# SHORT PROBLEM:
Can you give the entries below as a numbered list, from the line holding "point: camera strap, one" through the final line, inclusive, with blank lines omitted?

** START OF INFORMATION SHOWN **

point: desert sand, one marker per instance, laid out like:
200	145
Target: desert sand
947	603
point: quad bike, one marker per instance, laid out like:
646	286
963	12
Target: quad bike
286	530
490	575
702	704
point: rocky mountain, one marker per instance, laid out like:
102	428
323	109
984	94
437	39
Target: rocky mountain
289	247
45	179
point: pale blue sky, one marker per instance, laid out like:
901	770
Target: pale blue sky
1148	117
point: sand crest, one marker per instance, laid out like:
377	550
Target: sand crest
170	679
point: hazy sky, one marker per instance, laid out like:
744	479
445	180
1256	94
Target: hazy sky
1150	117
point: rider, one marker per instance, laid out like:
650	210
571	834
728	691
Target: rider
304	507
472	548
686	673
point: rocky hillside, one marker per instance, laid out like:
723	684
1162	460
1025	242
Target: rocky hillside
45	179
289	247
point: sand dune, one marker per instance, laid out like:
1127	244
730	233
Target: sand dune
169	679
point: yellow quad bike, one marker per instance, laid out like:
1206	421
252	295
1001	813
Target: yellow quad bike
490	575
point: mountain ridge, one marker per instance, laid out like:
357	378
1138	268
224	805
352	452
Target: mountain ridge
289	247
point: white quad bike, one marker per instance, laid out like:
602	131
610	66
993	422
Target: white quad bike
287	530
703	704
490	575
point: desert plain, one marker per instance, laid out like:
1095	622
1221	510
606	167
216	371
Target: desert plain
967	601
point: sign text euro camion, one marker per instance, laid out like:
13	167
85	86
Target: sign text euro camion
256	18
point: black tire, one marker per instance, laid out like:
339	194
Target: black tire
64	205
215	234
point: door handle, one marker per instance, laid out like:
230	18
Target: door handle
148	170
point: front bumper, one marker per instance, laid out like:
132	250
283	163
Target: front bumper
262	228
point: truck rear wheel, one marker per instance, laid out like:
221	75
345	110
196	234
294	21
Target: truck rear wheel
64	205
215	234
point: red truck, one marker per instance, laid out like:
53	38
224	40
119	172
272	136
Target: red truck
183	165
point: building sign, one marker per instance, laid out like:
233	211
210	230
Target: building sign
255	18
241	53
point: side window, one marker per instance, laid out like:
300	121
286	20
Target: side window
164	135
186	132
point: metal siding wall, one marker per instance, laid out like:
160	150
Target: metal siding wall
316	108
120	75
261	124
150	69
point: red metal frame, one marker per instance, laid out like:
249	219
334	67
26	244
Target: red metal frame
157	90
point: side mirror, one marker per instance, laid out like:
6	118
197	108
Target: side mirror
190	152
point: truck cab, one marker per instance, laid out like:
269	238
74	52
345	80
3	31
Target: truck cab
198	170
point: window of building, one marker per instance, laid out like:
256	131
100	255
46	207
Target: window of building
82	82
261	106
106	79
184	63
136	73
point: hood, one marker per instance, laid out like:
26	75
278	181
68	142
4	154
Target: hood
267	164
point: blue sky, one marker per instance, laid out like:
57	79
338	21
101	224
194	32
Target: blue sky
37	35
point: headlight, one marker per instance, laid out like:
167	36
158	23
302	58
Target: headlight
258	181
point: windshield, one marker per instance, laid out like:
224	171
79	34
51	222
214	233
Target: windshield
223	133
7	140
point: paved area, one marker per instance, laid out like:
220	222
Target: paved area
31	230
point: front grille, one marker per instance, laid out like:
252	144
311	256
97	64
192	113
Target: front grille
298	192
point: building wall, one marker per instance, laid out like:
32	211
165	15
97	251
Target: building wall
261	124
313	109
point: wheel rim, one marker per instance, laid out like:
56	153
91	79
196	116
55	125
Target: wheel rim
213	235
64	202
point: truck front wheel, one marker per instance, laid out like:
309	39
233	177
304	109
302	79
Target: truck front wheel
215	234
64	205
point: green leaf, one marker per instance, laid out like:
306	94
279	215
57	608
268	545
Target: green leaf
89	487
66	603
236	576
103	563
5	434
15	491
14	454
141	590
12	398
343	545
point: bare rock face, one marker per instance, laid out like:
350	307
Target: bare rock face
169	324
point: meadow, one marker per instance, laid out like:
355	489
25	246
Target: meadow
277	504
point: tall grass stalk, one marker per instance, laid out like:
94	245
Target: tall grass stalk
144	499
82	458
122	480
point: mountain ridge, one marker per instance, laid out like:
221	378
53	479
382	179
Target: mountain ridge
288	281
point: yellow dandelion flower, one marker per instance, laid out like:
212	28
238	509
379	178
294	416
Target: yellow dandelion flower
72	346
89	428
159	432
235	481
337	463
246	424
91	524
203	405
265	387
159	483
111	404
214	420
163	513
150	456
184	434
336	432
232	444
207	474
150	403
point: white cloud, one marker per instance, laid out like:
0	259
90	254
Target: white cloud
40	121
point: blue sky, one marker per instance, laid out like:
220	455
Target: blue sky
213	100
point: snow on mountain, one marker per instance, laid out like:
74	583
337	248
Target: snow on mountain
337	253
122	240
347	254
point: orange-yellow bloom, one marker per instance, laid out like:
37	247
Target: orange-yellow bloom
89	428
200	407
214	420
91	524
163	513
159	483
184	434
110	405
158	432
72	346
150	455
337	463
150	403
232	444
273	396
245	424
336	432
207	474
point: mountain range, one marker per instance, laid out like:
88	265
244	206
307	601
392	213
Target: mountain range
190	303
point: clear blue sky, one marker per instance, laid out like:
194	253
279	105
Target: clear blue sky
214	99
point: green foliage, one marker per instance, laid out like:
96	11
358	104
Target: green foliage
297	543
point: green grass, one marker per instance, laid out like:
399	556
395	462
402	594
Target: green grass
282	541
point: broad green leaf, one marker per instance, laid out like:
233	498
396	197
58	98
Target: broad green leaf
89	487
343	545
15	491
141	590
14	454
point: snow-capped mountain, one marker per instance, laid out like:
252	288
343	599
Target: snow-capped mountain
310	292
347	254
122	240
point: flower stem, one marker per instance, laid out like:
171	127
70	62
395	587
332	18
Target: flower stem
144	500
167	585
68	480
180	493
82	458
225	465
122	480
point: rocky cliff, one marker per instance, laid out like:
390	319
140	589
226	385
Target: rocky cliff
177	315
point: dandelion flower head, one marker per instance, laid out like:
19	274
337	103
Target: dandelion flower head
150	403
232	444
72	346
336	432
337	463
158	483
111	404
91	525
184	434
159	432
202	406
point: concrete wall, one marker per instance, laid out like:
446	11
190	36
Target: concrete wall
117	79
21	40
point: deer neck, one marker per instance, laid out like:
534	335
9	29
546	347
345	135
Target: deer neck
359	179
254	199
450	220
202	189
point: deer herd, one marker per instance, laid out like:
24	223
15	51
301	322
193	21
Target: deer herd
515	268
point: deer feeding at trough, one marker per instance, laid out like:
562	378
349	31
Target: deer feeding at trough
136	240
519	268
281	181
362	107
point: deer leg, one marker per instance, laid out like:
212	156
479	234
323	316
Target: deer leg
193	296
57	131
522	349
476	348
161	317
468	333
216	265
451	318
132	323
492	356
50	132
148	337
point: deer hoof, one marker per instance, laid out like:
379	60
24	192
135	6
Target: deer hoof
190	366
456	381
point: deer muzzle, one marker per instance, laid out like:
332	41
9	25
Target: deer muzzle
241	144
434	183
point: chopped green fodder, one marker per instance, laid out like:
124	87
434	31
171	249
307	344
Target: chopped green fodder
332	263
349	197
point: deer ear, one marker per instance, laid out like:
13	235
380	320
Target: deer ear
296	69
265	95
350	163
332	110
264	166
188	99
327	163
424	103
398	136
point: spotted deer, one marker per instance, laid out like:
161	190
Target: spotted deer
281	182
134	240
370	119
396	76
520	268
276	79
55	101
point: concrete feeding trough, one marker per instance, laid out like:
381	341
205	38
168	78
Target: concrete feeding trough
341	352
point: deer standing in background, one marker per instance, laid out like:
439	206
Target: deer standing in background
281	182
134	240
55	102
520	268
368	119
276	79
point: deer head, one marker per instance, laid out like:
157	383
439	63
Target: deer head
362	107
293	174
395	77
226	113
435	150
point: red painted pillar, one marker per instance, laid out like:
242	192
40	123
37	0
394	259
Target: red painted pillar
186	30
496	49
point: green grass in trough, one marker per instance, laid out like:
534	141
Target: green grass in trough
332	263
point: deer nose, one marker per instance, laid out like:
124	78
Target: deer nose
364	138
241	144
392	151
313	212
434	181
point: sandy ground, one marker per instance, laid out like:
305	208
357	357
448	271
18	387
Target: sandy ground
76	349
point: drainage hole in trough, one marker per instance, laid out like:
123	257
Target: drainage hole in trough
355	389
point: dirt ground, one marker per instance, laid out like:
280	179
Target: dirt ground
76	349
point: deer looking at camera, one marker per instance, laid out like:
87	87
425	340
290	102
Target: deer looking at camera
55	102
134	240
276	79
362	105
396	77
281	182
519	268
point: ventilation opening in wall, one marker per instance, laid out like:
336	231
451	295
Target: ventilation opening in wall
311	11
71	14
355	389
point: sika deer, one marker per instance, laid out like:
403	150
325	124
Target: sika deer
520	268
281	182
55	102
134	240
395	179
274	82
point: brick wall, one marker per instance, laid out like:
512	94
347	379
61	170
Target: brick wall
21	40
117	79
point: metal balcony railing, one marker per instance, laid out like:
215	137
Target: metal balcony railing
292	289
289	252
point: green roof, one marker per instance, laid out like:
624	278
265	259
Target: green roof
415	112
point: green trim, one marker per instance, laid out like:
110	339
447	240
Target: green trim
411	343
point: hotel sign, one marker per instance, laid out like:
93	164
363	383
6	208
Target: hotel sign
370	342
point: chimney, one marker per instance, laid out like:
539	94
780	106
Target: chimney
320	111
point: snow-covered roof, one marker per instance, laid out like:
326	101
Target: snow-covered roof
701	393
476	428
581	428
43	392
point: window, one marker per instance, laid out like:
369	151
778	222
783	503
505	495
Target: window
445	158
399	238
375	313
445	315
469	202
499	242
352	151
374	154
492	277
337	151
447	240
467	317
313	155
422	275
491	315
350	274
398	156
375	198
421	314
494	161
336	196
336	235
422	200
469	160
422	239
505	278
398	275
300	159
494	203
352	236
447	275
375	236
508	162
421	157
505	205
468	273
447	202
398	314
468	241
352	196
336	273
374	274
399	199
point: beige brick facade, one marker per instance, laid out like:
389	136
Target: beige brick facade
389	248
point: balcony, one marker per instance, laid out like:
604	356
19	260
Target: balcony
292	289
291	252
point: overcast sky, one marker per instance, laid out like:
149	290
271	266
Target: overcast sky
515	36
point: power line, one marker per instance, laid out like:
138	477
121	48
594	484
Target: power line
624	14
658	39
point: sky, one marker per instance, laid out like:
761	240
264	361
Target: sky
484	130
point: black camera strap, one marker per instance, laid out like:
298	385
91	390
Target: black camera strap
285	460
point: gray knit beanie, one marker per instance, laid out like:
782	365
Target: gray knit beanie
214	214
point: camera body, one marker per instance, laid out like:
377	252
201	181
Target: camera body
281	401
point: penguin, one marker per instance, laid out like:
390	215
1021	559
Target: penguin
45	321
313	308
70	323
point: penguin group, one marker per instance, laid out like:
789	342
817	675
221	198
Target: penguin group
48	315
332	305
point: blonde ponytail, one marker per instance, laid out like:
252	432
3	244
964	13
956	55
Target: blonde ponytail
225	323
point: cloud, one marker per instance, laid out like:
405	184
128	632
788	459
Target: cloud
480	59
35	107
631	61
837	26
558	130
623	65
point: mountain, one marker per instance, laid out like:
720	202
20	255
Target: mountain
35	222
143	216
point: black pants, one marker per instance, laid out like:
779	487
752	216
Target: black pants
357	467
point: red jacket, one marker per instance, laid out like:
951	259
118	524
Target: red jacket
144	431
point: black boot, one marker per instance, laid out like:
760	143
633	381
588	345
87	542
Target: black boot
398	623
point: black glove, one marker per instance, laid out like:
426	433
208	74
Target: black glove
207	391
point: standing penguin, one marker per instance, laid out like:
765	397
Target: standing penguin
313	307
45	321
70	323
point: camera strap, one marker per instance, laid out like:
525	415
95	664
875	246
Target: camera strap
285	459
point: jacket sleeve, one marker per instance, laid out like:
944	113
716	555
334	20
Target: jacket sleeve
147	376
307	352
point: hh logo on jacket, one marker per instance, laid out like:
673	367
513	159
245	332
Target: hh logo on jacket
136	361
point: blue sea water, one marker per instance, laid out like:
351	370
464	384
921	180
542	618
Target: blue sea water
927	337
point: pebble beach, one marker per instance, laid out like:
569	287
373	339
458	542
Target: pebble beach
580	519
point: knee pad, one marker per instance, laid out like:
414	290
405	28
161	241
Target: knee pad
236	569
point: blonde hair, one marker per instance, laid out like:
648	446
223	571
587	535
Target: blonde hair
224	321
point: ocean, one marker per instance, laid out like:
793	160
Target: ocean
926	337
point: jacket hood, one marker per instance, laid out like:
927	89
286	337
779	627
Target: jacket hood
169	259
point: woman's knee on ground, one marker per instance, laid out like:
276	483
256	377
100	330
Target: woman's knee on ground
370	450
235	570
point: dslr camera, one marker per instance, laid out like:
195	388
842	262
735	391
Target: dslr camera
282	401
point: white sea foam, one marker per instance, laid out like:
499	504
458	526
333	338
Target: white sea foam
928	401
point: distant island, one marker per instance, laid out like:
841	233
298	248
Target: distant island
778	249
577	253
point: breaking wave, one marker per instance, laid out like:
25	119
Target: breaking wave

** END OF INFORMATION SHOWN **

# CORRECT ANSWER:
1. point: camera strap, one marker per instance, laid out like:
2. 525	415
3. 95	664
4. 875	246
5. Target: camera strap
6. 285	459
7. point: jacket sleeve, one marker per instance, laid out like:
8. 944	113
9. 716	555
10. 334	20
11. Target: jacket sleeve
12. 147	376
13. 307	352
14. point: hh logo on jacket, one marker per instance, laid out like:
15. 673	367
16. 513	159
17. 245	332
18. Target: hh logo on jacket
19. 136	361
20. point: blue sea water, one marker per instance, laid out like:
21. 351	370
22. 464	384
23. 921	180
24. 542	618
25. Target: blue sea water
26. 927	337
27. point: pebble beach, one marker per instance, laid out like:
28. 569	287
29. 373	339
30. 458	542
31. Target: pebble beach
32. 580	519
33. point: knee pad, one marker per instance, laid out like:
34. 414	290
35. 405	28
36. 161	241
37. Target: knee pad
38. 236	569
39. point: blonde hair, one marker per instance, laid out like:
40. 648	446
41. 223	571
42. 587	535
43. Target: blonde hair
44. 224	321
45. point: ocean, one marker per instance, laid out like:
46. 793	160
47. Target: ocean
48. 926	337
49. point: jacket hood, one marker per instance, laid out like:
50. 927	89
51. 286	337
52. 779	627
53. Target: jacket hood
54. 169	259
55. point: woman's knee on ground, one marker per instance, laid out like:
56. 276	483
57. 256	377
58. 100	330
59. Target: woman's knee on ground
60. 370	450
61. 235	570
62. point: dslr camera, one marker per instance, laid out like:
63. 195	388
64. 842	262
65. 735	391
66. Target: dslr camera
67. 282	401
68. point: white sea foam, one marker per instance, laid out like:
69. 499	504
70. 458	526
71. 333	338
72. Target: white sea foam
73. 928	401
74. point: distant island, one marker per instance, laid out like:
75. 841	233
76. 298	248
77. Target: distant island
78. 778	249
79. 577	253
80. point: breaking wave, one marker per instance, laid out like:
81. 25	119
82. Target: breaking wave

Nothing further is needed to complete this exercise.